Begin Records to use
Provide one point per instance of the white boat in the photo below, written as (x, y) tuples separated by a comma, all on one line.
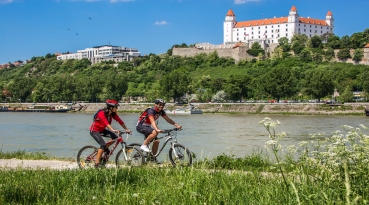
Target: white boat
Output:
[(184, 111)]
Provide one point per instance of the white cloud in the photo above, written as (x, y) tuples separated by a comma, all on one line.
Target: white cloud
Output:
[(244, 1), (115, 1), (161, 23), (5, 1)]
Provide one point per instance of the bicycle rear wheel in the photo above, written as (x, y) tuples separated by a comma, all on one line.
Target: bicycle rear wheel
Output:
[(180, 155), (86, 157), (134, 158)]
End Records to use
Begin Records to use
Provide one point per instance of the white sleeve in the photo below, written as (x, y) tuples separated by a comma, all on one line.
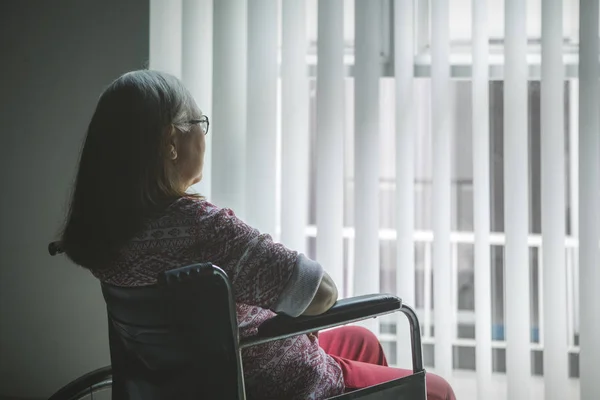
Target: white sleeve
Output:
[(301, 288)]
End Records to use
- Written problem
Copy everything from "Provide one point per instance of the bicycle" down to "[(180, 155), (86, 157), (134, 158)]", putting "back wheel" in place of "rear wheel" and changing nothing else.

- Solution for this task
Provide one point per instance of the bicycle back wheel in the photo above, written as (x, y) tuples separated by a comma, all on one line.
Target: bicycle back wheel
Output:
[(180, 155), (86, 157), (134, 158)]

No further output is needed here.